- Work instructions: Return, word for word, everything from the line containing "category is navy" down to the line containing "[174,131,181,140]", with both of those lines included. Give nothing else.

— START Recorded data —

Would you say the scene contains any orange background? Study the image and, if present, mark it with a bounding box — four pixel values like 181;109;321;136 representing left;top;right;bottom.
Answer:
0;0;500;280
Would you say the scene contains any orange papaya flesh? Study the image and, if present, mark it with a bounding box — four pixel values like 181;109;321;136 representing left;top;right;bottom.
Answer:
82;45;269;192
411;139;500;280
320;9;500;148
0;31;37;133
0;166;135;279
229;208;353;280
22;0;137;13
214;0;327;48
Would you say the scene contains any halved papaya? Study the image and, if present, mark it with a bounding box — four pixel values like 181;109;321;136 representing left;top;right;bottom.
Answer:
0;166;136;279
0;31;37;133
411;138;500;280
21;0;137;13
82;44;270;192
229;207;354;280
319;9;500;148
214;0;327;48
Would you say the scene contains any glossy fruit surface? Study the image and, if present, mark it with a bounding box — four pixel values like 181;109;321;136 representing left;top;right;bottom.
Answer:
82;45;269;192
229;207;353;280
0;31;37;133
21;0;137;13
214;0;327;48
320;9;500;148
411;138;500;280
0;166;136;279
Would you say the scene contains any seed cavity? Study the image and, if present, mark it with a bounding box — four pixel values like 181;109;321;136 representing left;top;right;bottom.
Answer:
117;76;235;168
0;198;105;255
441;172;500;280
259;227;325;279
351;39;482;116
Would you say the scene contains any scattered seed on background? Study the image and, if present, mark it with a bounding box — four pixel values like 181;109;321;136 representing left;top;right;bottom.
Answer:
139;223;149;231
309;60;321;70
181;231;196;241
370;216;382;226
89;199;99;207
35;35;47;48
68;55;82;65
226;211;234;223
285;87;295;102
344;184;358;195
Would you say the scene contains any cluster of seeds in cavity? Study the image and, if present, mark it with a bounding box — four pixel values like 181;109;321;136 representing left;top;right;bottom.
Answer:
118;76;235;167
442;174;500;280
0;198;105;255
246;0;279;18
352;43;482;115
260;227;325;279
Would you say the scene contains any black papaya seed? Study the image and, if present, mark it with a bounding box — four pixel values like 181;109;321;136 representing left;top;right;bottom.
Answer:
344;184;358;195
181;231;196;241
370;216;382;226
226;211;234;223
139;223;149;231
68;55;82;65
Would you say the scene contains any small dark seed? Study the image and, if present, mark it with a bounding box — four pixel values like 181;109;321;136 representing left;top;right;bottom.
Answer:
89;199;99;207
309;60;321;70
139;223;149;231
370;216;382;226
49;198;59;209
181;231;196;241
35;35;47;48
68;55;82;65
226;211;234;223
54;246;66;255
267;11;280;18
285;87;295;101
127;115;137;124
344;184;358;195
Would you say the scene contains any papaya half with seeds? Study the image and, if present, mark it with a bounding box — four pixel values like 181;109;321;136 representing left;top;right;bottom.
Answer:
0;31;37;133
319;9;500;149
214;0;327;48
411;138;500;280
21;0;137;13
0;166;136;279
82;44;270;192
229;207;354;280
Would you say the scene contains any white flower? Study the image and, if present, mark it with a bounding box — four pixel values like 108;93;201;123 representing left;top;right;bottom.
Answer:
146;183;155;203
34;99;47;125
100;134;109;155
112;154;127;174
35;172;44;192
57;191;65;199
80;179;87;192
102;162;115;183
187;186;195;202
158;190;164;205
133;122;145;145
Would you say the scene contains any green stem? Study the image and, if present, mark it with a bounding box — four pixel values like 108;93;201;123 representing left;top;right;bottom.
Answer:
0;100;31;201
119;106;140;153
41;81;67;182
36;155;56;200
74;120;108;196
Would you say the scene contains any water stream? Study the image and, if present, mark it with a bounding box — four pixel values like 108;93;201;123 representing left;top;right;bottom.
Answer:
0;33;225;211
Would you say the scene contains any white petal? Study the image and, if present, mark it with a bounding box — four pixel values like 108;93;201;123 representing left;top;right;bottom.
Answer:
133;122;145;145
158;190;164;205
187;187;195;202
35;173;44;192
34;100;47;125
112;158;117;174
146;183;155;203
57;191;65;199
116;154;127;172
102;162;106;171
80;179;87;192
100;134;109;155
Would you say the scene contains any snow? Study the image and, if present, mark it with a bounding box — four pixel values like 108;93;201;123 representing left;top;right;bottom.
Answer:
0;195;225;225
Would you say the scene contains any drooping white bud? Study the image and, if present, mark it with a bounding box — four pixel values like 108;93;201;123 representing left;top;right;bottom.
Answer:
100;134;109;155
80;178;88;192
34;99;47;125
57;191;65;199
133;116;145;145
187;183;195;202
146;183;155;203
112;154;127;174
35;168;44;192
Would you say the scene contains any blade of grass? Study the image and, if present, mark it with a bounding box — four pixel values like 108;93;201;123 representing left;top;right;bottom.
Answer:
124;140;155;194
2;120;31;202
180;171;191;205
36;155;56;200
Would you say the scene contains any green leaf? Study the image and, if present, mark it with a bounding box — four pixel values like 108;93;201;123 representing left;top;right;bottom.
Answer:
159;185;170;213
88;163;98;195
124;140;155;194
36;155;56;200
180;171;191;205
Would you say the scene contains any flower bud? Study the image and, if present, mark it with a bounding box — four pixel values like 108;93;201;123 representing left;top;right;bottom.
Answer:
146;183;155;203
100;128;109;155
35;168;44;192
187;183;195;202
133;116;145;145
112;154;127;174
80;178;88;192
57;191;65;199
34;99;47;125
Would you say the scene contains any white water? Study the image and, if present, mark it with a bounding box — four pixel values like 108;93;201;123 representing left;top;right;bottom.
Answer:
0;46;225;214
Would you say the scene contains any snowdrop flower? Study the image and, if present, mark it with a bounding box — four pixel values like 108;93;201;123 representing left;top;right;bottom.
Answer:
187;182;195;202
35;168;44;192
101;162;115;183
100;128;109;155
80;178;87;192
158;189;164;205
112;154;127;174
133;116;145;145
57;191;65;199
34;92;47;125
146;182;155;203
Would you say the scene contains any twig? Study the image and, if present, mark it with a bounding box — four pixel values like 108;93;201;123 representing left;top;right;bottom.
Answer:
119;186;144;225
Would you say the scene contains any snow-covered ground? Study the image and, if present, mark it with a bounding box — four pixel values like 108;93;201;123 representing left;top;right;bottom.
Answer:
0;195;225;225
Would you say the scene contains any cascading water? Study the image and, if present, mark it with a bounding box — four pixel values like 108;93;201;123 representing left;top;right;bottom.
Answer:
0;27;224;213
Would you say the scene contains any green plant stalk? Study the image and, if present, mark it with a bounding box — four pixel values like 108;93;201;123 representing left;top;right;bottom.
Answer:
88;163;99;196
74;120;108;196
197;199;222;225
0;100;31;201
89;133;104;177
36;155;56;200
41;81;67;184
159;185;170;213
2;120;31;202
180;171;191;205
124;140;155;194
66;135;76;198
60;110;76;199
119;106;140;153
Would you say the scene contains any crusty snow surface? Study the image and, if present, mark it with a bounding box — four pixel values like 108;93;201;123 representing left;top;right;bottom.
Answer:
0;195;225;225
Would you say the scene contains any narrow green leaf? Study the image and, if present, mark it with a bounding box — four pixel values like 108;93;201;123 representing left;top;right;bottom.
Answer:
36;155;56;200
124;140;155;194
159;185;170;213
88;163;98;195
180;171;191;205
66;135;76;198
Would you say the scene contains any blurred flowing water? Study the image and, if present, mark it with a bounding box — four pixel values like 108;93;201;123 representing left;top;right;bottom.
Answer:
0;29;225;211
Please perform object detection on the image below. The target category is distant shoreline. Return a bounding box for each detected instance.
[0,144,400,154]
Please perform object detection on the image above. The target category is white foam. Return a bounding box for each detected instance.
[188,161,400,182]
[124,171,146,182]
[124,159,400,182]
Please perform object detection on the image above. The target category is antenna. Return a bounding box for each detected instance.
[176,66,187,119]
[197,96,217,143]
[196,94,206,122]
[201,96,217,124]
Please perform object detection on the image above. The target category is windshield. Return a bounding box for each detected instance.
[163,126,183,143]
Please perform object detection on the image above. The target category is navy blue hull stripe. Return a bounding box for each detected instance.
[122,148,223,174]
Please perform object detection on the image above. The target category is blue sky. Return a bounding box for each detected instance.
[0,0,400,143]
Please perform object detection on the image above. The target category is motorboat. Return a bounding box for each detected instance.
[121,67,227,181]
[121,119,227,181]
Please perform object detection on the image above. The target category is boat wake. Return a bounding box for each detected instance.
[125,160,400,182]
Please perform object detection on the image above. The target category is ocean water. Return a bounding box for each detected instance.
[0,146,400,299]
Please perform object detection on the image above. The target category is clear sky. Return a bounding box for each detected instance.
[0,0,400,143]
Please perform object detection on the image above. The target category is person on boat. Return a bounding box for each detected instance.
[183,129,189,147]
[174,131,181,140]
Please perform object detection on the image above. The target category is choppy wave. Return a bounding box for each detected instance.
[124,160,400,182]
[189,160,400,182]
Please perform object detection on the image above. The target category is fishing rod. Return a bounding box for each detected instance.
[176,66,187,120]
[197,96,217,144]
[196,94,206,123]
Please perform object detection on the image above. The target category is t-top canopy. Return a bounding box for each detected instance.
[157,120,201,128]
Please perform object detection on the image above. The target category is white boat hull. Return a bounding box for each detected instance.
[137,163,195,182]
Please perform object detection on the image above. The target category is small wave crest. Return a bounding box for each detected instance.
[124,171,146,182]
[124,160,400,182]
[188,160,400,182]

— END Recorded data —

- Task answer:
Please perform object detection on the image above. The target category is navy blue hull stripe. Return a bounding box for each detected instance.
[122,148,223,174]
Please perform object detection on the image above. The target category is blue sky. Return a bounding box for each detected instance.
[0,0,400,143]
Please perform object detection on the image above. The target category is motorboat. Return a bounding box for each detected instance.
[121,67,227,181]
[121,119,227,181]
Please perform object detection on the image above. The target category is boat wake. Return a bounding box for each detected instance.
[125,160,400,182]
Please perform object detection on the image above. The target category is ocean water. Return a bounding box for each detected instance.
[0,146,400,299]
Please perform object detection on the image above. The target category is clear sky. Return a bounding box for each detected instance.
[0,0,400,143]
Please perform object detection on the image above. The target category is person on boat. Return a bounding box for each detected instance.
[183,129,189,147]
[174,131,181,140]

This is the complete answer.